(Records shown begins)

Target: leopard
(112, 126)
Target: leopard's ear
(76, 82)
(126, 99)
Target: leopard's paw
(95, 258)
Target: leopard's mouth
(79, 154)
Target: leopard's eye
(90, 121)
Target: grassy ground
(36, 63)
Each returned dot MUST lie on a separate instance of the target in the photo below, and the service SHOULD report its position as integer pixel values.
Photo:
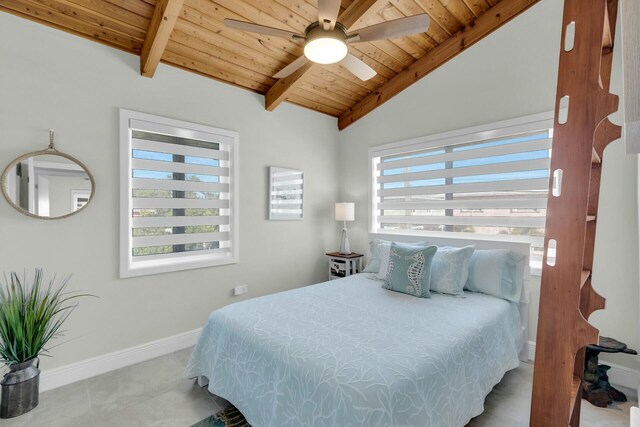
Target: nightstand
(342, 265)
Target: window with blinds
(490, 182)
(285, 193)
(179, 207)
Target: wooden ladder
(581, 132)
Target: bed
(349, 353)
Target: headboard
(481, 243)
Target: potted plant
(30, 316)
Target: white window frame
(504, 128)
(186, 260)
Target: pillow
(449, 269)
(409, 269)
(497, 272)
(373, 264)
(382, 249)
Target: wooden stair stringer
(567, 297)
(590, 300)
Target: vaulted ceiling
(190, 34)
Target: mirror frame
(51, 151)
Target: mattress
(349, 353)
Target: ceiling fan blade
(328, 11)
(261, 29)
(357, 67)
(392, 29)
(291, 68)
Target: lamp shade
(345, 211)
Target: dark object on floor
(595, 384)
(20, 387)
(229, 417)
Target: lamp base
(345, 248)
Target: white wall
(511, 73)
(50, 79)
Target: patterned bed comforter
(349, 353)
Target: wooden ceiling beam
(281, 89)
(162, 22)
(487, 23)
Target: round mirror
(47, 184)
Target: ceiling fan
(326, 40)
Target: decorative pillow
(409, 269)
(449, 269)
(497, 272)
(384, 248)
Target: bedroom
(53, 79)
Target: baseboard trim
(82, 370)
(618, 375)
(58, 377)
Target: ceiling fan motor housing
(325, 46)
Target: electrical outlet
(239, 290)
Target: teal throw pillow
(497, 272)
(450, 269)
(409, 269)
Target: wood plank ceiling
(190, 34)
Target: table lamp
(345, 212)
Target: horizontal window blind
(286, 193)
(489, 186)
(179, 201)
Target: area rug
(229, 417)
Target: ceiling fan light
(325, 50)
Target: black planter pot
(20, 389)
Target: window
(490, 180)
(179, 186)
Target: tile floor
(154, 394)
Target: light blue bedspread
(349, 353)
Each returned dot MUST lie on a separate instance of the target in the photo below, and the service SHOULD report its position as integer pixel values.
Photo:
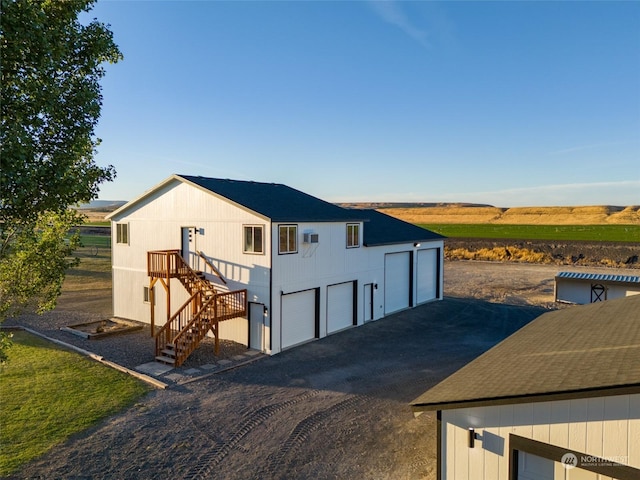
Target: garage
(340, 303)
(397, 281)
(427, 275)
(299, 317)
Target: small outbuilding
(559, 399)
(583, 288)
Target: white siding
(397, 281)
(427, 275)
(602, 426)
(298, 317)
(156, 224)
(339, 306)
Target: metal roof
(600, 277)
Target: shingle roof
(381, 229)
(577, 349)
(600, 277)
(281, 203)
(278, 202)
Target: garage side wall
(604, 427)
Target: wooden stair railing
(179, 337)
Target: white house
(558, 399)
(582, 288)
(310, 268)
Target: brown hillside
(592, 215)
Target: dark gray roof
(274, 200)
(281, 203)
(600, 277)
(381, 229)
(578, 351)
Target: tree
(51, 65)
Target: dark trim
(355, 303)
(552, 452)
(317, 332)
(513, 461)
(531, 398)
(438, 272)
(439, 474)
(411, 280)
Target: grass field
(48, 394)
(599, 233)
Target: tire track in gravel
(276, 463)
(205, 463)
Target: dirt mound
(602, 254)
(592, 215)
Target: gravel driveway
(333, 408)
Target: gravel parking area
(333, 408)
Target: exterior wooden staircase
(201, 313)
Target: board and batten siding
(156, 223)
(603, 426)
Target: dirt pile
(595, 215)
(603, 254)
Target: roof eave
(602, 391)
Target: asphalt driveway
(333, 408)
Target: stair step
(167, 360)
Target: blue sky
(507, 103)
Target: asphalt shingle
(581, 348)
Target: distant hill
(106, 205)
(380, 205)
(590, 215)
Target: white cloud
(391, 12)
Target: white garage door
(298, 322)
(427, 275)
(396, 281)
(339, 306)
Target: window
(122, 233)
(353, 235)
(288, 239)
(147, 294)
(253, 239)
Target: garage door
(396, 281)
(427, 275)
(298, 322)
(339, 306)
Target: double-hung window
(353, 235)
(253, 239)
(288, 239)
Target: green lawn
(600, 233)
(48, 393)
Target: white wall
(155, 224)
(577, 291)
(602, 426)
(329, 262)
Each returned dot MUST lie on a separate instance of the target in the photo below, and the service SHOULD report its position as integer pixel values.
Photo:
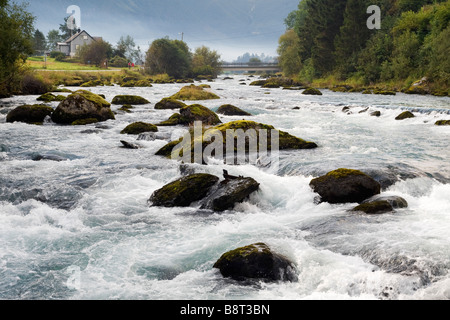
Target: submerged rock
(253, 131)
(194, 92)
(229, 192)
(345, 186)
(138, 128)
(189, 114)
(312, 91)
(169, 104)
(380, 205)
(31, 114)
(230, 110)
(185, 191)
(405, 115)
(129, 99)
(256, 261)
(82, 105)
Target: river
(82, 228)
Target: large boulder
(129, 99)
(185, 191)
(194, 92)
(405, 115)
(258, 262)
(190, 114)
(139, 127)
(230, 110)
(253, 131)
(169, 104)
(380, 205)
(82, 105)
(345, 186)
(32, 114)
(229, 192)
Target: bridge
(251, 66)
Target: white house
(75, 42)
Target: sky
(232, 27)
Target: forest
(330, 39)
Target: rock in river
(256, 261)
(345, 186)
(82, 105)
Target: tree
(289, 53)
(169, 56)
(206, 62)
(95, 53)
(39, 42)
(16, 34)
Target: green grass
(38, 63)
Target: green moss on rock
(138, 128)
(185, 191)
(230, 110)
(31, 114)
(129, 99)
(312, 91)
(405, 115)
(193, 92)
(169, 104)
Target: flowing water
(78, 225)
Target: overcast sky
(232, 27)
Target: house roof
(77, 35)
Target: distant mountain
(231, 27)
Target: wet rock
(138, 128)
(31, 114)
(230, 110)
(256, 261)
(405, 115)
(185, 191)
(129, 99)
(312, 91)
(345, 186)
(190, 114)
(229, 192)
(82, 105)
(129, 145)
(169, 104)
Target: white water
(90, 213)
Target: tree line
(331, 38)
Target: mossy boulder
(230, 110)
(229, 193)
(82, 105)
(380, 205)
(139, 127)
(258, 262)
(312, 91)
(185, 191)
(345, 186)
(193, 92)
(169, 104)
(84, 122)
(129, 99)
(250, 128)
(405, 115)
(190, 114)
(31, 114)
(49, 97)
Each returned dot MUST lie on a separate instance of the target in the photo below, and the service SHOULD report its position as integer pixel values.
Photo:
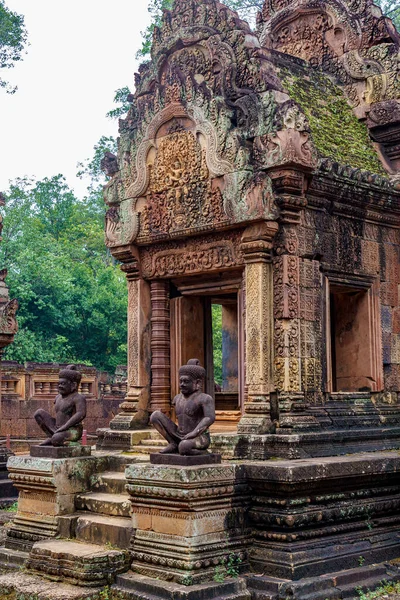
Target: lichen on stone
(335, 129)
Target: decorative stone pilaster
(160, 347)
(134, 410)
(256, 247)
(47, 489)
(297, 333)
(189, 521)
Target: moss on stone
(335, 129)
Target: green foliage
(72, 296)
(216, 314)
(121, 98)
(155, 8)
(229, 568)
(391, 8)
(336, 131)
(233, 565)
(386, 587)
(91, 166)
(187, 580)
(219, 575)
(13, 37)
(247, 10)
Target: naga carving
(180, 196)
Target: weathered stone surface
(314, 517)
(77, 563)
(184, 461)
(59, 451)
(47, 489)
(132, 586)
(26, 586)
(188, 520)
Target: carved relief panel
(181, 195)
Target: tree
(13, 38)
(247, 10)
(73, 298)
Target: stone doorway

(Records shown ends)

Would you retype the material exactly, omitting each picture?

■ Task solution:
Target: leopard
(112, 126)
Target: leopard's ear
(76, 82)
(126, 99)
Target: leopard's paw
(95, 258)
Target: leopard's mouth
(79, 154)
Target: leopard's eye
(90, 121)
Target: grassy ground
(36, 63)
Each returned dot MUST lie on a separate instance of the target in the photo below, and the service SHOULD report its position as integer pixel values.
Photo:
Target: nightstand
(342, 265)
Target: window with blinds
(490, 182)
(285, 193)
(179, 207)
Target: wooden ladder
(581, 132)
Target: bed
(349, 353)
Target: headboard
(481, 243)
Target: potted plant
(30, 316)
Target: white window frame
(504, 128)
(186, 260)
Target: pillow
(449, 269)
(409, 269)
(497, 272)
(373, 264)
(382, 249)
Target: wooden stair stringer
(567, 297)
(590, 300)
Target: vaulted ceiling
(190, 34)
Target: mirror frame
(51, 151)
Target: mattress
(349, 353)
Target: ceiling fan blade
(328, 11)
(261, 29)
(357, 67)
(392, 29)
(291, 68)
Target: lamp shade
(345, 211)
Target: dark object on floor
(595, 384)
(20, 387)
(229, 417)
Target: lamp base
(345, 248)
Target: white wall
(511, 73)
(50, 79)
Target: patterned bed comforter
(349, 353)
Target: wooden ceiling beam
(281, 89)
(162, 22)
(487, 23)
Target: round mirror
(47, 184)
Target: ceiling fan
(326, 40)
Target: decorative pillow
(409, 269)
(449, 269)
(497, 272)
(384, 248)
Target: bedroom
(53, 79)
Target: baseboard trim
(82, 370)
(618, 375)
(58, 377)
Target: ceiling fan motor housing
(325, 46)
Target: electrical outlet
(239, 290)
Target: teal throw pillow
(497, 272)
(450, 269)
(409, 269)
Target: wood plank ceiling
(190, 34)
Target: table lamp
(345, 212)
Target: horizontal window blind
(286, 193)
(489, 186)
(179, 201)
Target: area rug
(229, 417)
Target: ceiling fan light
(325, 50)
Target: black planter pot
(20, 389)
Target: window
(490, 180)
(179, 186)
Target: tile floor
(154, 394)
Target: light blue bedspread
(349, 353)
Each returned dot MUST lie on a separate instance of the target in the photo below, and the service SHOULD report its position as integer pixel values.
Photo:
Target: garage
(340, 303)
(397, 281)
(427, 275)
(299, 317)
Target: small outbuilding
(559, 399)
(583, 288)
Target: white siding
(397, 281)
(427, 275)
(602, 426)
(298, 317)
(156, 224)
(339, 306)
Target: metal roof
(600, 277)
Target: shingle roof
(381, 229)
(577, 349)
(600, 277)
(281, 203)
(278, 202)
Target: garage side wall
(604, 427)
Target: wooden stair railing
(179, 337)
Target: white house
(558, 399)
(582, 288)
(310, 268)
Target: brown hillside
(592, 215)
Target: dark gray roof
(274, 200)
(281, 203)
(600, 277)
(381, 229)
(578, 351)
Target: tree
(51, 65)
Target: dark trim
(355, 303)
(552, 452)
(317, 332)
(513, 461)
(531, 398)
(438, 272)
(439, 474)
(411, 280)
Target: grass field
(48, 394)
(599, 233)
Target: tire track in gravel
(276, 463)
(205, 463)
Target: dirt mound
(602, 254)
(592, 215)
Target: gravel driveway
(333, 408)
Target: gravel parking area
(333, 408)
Target: exterior wooden staircase
(201, 313)
Target: board and batten siding
(156, 223)
(603, 426)
Target: dirt pile
(595, 215)
(603, 254)
Target: roof eave
(602, 391)
Target: asphalt driveway
(333, 408)
Target: stair step
(167, 360)
Target: blue sky
(507, 103)
Target: asphalt shingle
(581, 348)
Target: distant hill
(106, 205)
(380, 205)
(590, 215)
Target: white cloud
(391, 12)
Target: white garage door
(298, 322)
(427, 275)
(396, 281)
(339, 306)
Target: window
(122, 233)
(353, 235)
(288, 239)
(147, 294)
(253, 239)
Target: garage door
(396, 281)
(427, 275)
(298, 322)
(339, 306)
Target: double-hung window
(353, 235)
(253, 239)
(288, 239)
Target: green lawn
(600, 233)
(48, 393)
Target: white wall
(155, 224)
(577, 291)
(602, 426)
(329, 262)
Each returned dot MUST lie on a separate instance of the target in the photo below, and the service SHOULD report its position as integer pixel values.
Photo:
Target: submerged rock
(253, 131)
(194, 92)
(229, 192)
(345, 186)
(138, 128)
(189, 114)
(312, 91)
(169, 104)
(380, 205)
(31, 114)
(230, 110)
(185, 191)
(405, 115)
(129, 99)
(256, 261)
(82, 105)
Target: river
(82, 228)
Target: large boulder
(129, 99)
(185, 191)
(194, 92)
(405, 115)
(258, 262)
(190, 114)
(139, 127)
(230, 110)
(253, 131)
(169, 104)
(380, 205)
(82, 105)
(345, 186)
(32, 114)
(229, 192)
Target: bridge
(251, 66)
Target: white house
(75, 42)
Target: sky
(232, 27)
Target: forest
(330, 39)
Target: rock in river
(256, 261)
(345, 186)
(82, 105)
Target: tree
(289, 53)
(169, 56)
(206, 62)
(95, 53)
(39, 42)
(16, 34)
Target: green grass
(38, 63)
Target: green moss on rock
(138, 128)
(185, 191)
(230, 110)
(31, 114)
(129, 99)
(312, 91)
(405, 115)
(193, 92)
(169, 104)
Target: flowing water
(78, 225)
Target: overcast sky
(232, 27)
Target: house roof
(77, 35)
Target: distant mountain
(231, 27)
Target: wet rock
(138, 128)
(31, 114)
(230, 110)
(256, 261)
(405, 115)
(185, 191)
(129, 99)
(312, 91)
(345, 186)
(190, 114)
(229, 192)
(82, 105)
(129, 145)
(169, 104)
Target: white water
(90, 213)
Target: tree line
(331, 38)
Target: mossy boulder
(230, 110)
(229, 193)
(82, 105)
(380, 205)
(139, 127)
(258, 262)
(312, 91)
(185, 191)
(345, 186)
(193, 92)
(169, 104)
(84, 122)
(129, 99)
(250, 128)
(405, 115)
(190, 114)
(31, 114)
(49, 97)
Each returned dot MUST lie on a separate instance of the target in the photo below, and the service SHOULD report its position as integer pixel values.
Photo:
Target: lichen on stone
(335, 129)
Target: decorative stone pilaster
(160, 347)
(134, 410)
(256, 247)
(47, 489)
(297, 333)
(189, 521)
Target: moss on stone
(335, 129)
Target: green foliage
(72, 296)
(216, 314)
(121, 98)
(155, 8)
(229, 568)
(391, 8)
(336, 131)
(233, 565)
(386, 587)
(91, 166)
(187, 580)
(219, 575)
(13, 37)
(247, 10)
Target: naga carving
(180, 196)
Target: weathered stone surface
(314, 517)
(77, 563)
(184, 461)
(59, 451)
(47, 489)
(132, 586)
(26, 586)
(188, 520)
Target: carved relief panel
(181, 195)
Target: tree
(13, 38)
(247, 10)
(73, 298)
Target: stone doorway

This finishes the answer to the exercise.